### Records of pointing to named objects
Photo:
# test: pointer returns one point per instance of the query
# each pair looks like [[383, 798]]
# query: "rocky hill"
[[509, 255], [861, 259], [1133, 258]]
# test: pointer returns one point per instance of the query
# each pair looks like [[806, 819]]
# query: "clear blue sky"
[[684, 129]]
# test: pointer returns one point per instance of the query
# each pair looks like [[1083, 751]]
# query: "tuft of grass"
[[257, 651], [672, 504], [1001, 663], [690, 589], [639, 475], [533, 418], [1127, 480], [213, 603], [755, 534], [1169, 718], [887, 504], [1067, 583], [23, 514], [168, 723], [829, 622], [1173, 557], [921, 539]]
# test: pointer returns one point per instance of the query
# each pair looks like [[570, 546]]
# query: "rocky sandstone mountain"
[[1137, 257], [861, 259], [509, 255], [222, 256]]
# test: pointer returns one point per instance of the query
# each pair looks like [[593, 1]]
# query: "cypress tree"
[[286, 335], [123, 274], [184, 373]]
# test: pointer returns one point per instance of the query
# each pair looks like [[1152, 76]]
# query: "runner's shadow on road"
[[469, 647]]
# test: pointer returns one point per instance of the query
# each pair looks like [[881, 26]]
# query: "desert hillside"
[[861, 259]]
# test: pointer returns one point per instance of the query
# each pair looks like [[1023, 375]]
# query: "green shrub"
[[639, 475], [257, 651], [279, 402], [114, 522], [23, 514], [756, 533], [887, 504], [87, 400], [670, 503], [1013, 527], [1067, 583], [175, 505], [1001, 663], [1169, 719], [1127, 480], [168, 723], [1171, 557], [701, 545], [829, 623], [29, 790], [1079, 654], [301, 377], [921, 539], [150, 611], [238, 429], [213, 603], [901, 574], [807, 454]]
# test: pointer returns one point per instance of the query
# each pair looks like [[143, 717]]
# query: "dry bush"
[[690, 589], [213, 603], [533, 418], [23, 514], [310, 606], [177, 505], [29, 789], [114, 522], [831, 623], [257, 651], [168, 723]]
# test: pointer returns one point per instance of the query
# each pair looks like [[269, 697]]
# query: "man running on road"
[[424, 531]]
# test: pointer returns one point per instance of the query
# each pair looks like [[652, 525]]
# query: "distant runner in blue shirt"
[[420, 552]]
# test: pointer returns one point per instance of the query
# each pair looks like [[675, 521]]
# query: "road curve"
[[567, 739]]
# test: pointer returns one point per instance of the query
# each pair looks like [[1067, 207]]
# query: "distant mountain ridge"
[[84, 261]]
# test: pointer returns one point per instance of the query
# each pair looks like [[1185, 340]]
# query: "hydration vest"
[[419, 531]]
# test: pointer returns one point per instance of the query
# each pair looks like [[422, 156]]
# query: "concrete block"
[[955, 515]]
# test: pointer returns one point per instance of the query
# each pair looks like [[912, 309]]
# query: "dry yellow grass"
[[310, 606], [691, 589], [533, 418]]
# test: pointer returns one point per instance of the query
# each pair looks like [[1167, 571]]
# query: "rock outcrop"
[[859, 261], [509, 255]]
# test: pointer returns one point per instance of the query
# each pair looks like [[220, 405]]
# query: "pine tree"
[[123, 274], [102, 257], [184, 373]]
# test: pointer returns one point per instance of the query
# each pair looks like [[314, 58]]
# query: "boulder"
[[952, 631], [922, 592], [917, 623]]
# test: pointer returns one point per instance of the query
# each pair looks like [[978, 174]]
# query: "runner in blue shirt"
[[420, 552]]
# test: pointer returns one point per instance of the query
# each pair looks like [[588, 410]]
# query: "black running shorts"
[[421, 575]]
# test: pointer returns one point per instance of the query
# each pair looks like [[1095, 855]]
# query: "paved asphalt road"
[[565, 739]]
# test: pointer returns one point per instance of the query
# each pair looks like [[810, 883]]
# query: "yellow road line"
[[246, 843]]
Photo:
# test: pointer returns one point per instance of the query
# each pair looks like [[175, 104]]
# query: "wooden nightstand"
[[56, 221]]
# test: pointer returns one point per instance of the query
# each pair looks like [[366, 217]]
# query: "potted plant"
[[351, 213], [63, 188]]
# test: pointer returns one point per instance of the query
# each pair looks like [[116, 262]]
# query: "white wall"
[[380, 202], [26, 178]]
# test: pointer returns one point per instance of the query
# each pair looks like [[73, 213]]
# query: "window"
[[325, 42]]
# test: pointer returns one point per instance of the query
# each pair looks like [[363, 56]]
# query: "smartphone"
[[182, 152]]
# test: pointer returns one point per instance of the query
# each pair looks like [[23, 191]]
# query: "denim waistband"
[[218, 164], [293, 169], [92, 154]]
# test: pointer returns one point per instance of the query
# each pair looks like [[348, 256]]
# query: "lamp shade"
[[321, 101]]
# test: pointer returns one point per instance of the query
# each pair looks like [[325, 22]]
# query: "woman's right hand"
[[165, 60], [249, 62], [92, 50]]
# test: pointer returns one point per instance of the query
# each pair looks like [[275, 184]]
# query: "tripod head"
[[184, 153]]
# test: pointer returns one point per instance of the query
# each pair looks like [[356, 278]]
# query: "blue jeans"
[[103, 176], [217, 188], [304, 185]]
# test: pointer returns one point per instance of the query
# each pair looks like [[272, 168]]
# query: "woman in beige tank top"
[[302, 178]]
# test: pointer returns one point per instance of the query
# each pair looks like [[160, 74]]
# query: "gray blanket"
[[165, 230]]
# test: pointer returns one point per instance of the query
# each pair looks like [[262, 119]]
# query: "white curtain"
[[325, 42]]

### WRITTEN TASK
Render every line of the records above as a numbered list, omitting any blank lines.

### THE REPLY
1. Photo:
2. # test: pointer returns one point per instance of the query
3. # each pair looks like [[383, 798]]
4. # query: "rocky hill"
5. [[509, 255], [861, 259], [1133, 258]]
6. # test: pointer returns one point per instance of the query
7. # each pair looks like [[806, 819]]
8. # query: "clear blue sky"
9. [[684, 129]]
10. # test: pointer returns one point per instance of the query
11. # each pair looks like [[1083, 751]]
12. # query: "tuft of grass"
13. [[257, 651], [672, 504], [1001, 663], [690, 589], [639, 475], [533, 418], [1127, 480], [213, 603], [755, 534], [1169, 718], [887, 504], [1067, 583], [23, 514], [168, 723], [829, 622], [1173, 557], [921, 539]]
14. # test: pointer returns one point per instance of the query
15. # each pair looks like [[570, 546]]
16. # query: "rocky sandstone mountain"
17. [[1137, 257], [861, 259], [509, 255], [222, 256]]
18. # test: pointer returns one point per instance of the query
19. # each pair looks like [[593, 1]]
20. # query: "cypress tree"
21. [[286, 335], [123, 274], [184, 373]]
22. # test: pointer returns one point per instance of the query
23. # each pair looks like [[1152, 76]]
24. # query: "runner's shadow on road"
25. [[469, 647]]
26. # test: pointer returns one point per instance of the query
27. # each pair looks like [[881, 26]]
28. # query: "desert hillside"
29. [[861, 259]]
30. # test: pointer returns one point per instance of the query
31. # each pair looks like [[1023, 375]]
32. # query: "green shrub"
33. [[639, 475], [257, 651], [279, 402], [114, 522], [23, 514], [756, 533], [887, 504], [87, 400], [670, 503], [1013, 527], [1067, 583], [175, 505], [1001, 663], [1169, 719], [1127, 480], [168, 723], [1171, 557], [701, 545], [829, 623], [29, 790], [1079, 654], [301, 377], [921, 539], [150, 611], [238, 429], [213, 603], [901, 574], [807, 454]]
34. # test: pointer returns one point per instance of the query
35. # each pair looks like [[143, 717]]
36. # query: "dry bush"
37. [[690, 589], [213, 603], [533, 418], [23, 514], [310, 606], [177, 505], [29, 789], [114, 522], [831, 623], [257, 651], [168, 723]]
38. # test: pointer returns one point per instance of the query
39. # each pair looks like [[269, 697]]
40. # query: "man running on road"
41. [[424, 531]]
42. # test: pointer returns one point per instance of the query
43. # each pair looks like [[652, 525]]
44. # query: "distant runner in blue shirt"
45. [[420, 552]]
46. # test: pointer returns one point per instance of the query
47. # each pair looks like [[675, 521]]
48. # query: "road curve"
49. [[567, 739]]
50. # test: pointer returns one point per instance of the query
51. # each pair looks like [[1067, 207]]
52. # query: "distant mountain ridge"
53. [[84, 261]]
54. # test: pointer returns one point per instance of the query
55. # each pair looks like [[1185, 340]]
56. # query: "hydration vest"
57. [[419, 531]]
58. # test: pointer returns one point per instance of the query
59. # each pair looks like [[422, 156]]
60. # query: "concrete block"
61. [[955, 515]]
62. # test: pointer returns one point per instance of the query
63. # each pair looks like [[912, 309]]
64. # query: "dry yellow grass"
65. [[310, 606], [691, 589], [533, 418]]
66. # test: pointer returns one point per instance of the query
67. # each pair looks like [[1167, 571]]
68. # query: "rock outcrop"
69. [[859, 261], [509, 255]]
70. # test: pointer returns one point per instance of the query
71. # each pair looks like [[220, 405]]
72. # query: "pine tree"
73. [[123, 274], [102, 257], [184, 373]]
74. # test: pointer returns one point per instance of the query
75. # each pair looks like [[314, 58]]
76. # query: "boulder"
77. [[952, 631], [922, 592], [917, 623]]
78. # test: pointer returns one point per instance of the query
79. # each pair looks like [[978, 174]]
80. # query: "runner in blue shirt"
81. [[420, 552]]
82. # test: pointer returns one point per instance of the query
83. # each pair looks like [[588, 410]]
84. # query: "black running shorts"
85. [[421, 575]]
86. # test: pointer returns one point per instance of the query
87. # each pair looks like [[1095, 855]]
88. # query: "paved asphalt road"
89. [[565, 739]]
90. # test: pointer returns one point per instance of the query
91. # each pair looks like [[810, 883]]
92. # query: "yellow road line"
93. [[246, 843]]
94. Photo:
95. # test: pointer returns one point per instance of the query
96. # each pair looks like [[175, 104]]
97. # query: "wooden nightstand"
98. [[56, 221]]
99. # test: pointer returns one point per instance of the query
100. # each pair looks like [[366, 217]]
101. # query: "potted plant"
102. [[351, 213], [63, 188]]
103. # test: pointer returns one point per instance of the query
104. # each pair looks like [[116, 262]]
105. # query: "white wall"
106. [[380, 202], [26, 178]]
107. # test: pointer returns one point per instance of the query
108. # each pair looks like [[73, 213]]
109. # query: "window"
110. [[325, 42]]
111. # test: pointer returns one point per instance of the query
112. # each pair looks like [[363, 56]]
113. # query: "smartphone"
114. [[182, 152]]
115. # test: pointer returns one point per instance of the query
116. # each pair looks like [[23, 191]]
117. # query: "denim waistband"
118. [[218, 164], [293, 169], [92, 154]]
119. # test: pointer returns one point per instance of the query
120. # each pair looks like [[348, 256]]
121. # query: "lamp shade"
122. [[321, 101]]
123. # test: pointer returns one point per instance of the query
124. # each pair looks like [[325, 22]]
125. # query: "woman's right hand"
126. [[165, 60], [249, 62], [92, 50]]
127. # test: pointer returns one point per instance of the query
128. # each pair looks like [[275, 184]]
129. # query: "tripod head"
130. [[184, 153]]
131. # test: pointer returns one point per instance of the query
132. # each pair looks like [[356, 278]]
133. # query: "blue jeans"
134. [[103, 176], [217, 188], [304, 185]]
135. # test: pointer returns one point per instance of the query
136. # each pair looks like [[272, 168]]
137. # query: "woman in beige tank top"
138. [[302, 178]]
139. # test: pointer returns one point per instance of the query
140. # each pair looks like [[160, 74]]
141. # query: "gray blanket"
142. [[165, 230]]
143. # test: pointer returns one point per instance of the query
144. # each pair looks like [[262, 119]]
145. # query: "white curtain"
146. [[325, 42]]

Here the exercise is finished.